>>
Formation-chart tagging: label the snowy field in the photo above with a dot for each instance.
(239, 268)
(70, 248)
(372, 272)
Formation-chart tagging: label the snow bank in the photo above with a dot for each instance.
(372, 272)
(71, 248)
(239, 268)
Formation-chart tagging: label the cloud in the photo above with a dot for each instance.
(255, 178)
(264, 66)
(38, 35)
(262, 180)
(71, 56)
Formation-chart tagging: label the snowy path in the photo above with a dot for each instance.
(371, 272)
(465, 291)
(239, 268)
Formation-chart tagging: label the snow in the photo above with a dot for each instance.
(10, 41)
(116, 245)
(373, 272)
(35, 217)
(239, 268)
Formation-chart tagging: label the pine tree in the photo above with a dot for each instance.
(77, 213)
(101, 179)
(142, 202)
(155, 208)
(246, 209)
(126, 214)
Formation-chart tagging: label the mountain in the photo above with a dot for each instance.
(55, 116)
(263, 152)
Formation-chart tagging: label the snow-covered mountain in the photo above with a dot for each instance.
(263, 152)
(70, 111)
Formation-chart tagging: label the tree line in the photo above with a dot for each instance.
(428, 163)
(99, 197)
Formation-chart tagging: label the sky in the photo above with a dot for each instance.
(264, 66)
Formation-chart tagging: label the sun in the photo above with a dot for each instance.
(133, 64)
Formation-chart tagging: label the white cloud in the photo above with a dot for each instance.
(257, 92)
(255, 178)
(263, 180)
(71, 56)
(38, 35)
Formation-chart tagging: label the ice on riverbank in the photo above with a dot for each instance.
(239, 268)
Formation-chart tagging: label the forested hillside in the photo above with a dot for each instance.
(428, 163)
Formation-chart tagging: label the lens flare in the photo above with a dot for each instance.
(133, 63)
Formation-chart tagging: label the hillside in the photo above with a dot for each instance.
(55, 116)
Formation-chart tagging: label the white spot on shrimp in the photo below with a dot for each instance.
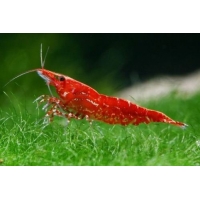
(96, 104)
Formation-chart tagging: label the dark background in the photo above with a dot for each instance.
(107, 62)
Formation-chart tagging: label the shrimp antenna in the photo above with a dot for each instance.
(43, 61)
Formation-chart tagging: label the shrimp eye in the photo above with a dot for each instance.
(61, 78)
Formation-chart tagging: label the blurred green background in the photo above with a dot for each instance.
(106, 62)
<<
THE PROBLEM » Repeat all of the data above word for word, leaving out any pictures.

WRITTEN ANSWER »
Formation-chart tagging: label the snowy field in the photo above with a dot for each instance.
(239, 268)
(70, 248)
(372, 272)
Formation-chart tagging: label the snow bank in the photo above with a dot for each instance.
(372, 272)
(71, 248)
(239, 268)
Formation-chart tagging: label the cloud in the photo above with a dot for each instance.
(255, 178)
(264, 66)
(38, 35)
(262, 180)
(71, 56)
Formation-chart tagging: label the snowy path in the photo above with a dot for each instance.
(371, 272)
(465, 291)
(239, 268)
Formation-chart tagging: label the snow in the photo above with a dot for each instance.
(10, 41)
(116, 245)
(373, 272)
(35, 217)
(239, 268)
Formation-chart tagging: label the pine tree in the photo above with a dot for each instance.
(77, 213)
(101, 179)
(142, 202)
(155, 208)
(246, 209)
(126, 214)
Formation-chart tagging: label the mountain in the photo above with a dot for each instance.
(55, 116)
(263, 152)
Formation-chart tagging: label the snow-covered mountain in the photo above with a dot for each instance.
(263, 152)
(70, 111)
Formation-chart tagging: label the tree line in the photo above with a dot for each instance.
(428, 163)
(99, 197)
Formation-chart tagging: label the sky in the photo above with a dot for each instance.
(264, 66)
Formation-chart tagging: label the sun in the photo above with a dot for each instance.
(133, 64)
Formation-chart tagging: label the white cloud in the photo above with a dot for each instance.
(257, 92)
(255, 178)
(263, 180)
(71, 56)
(38, 35)
Formation-chart tagging: label the ice on riverbank in the photo above with a dot for each instance.
(239, 268)
Formation-chart tagging: label the forested hillside in the photo above with a dot for each instance.
(428, 163)
Formation-chart tagging: label the lens flare in the photo above with a dot for each instance.
(133, 63)
Formation-chart tagging: label the hillside in the photo above with a dot for each instance.
(55, 116)
Formation-chart tagging: label the white spot on shrimp in the photo below with a dot for each instance.
(96, 104)
Formation-chart tagging: label the dark background in the photo above with a dot for each instance.
(107, 62)
Formation-chart tagging: label the shrimp antenna in the photo above with a dot for each instance.
(43, 61)
Formation-chart tagging: label the shrimp eye in the photo above with a dot for each instance.
(61, 78)
Formation-chart tagging: label the blurred green background in the photo above with a dot for each instance.
(106, 62)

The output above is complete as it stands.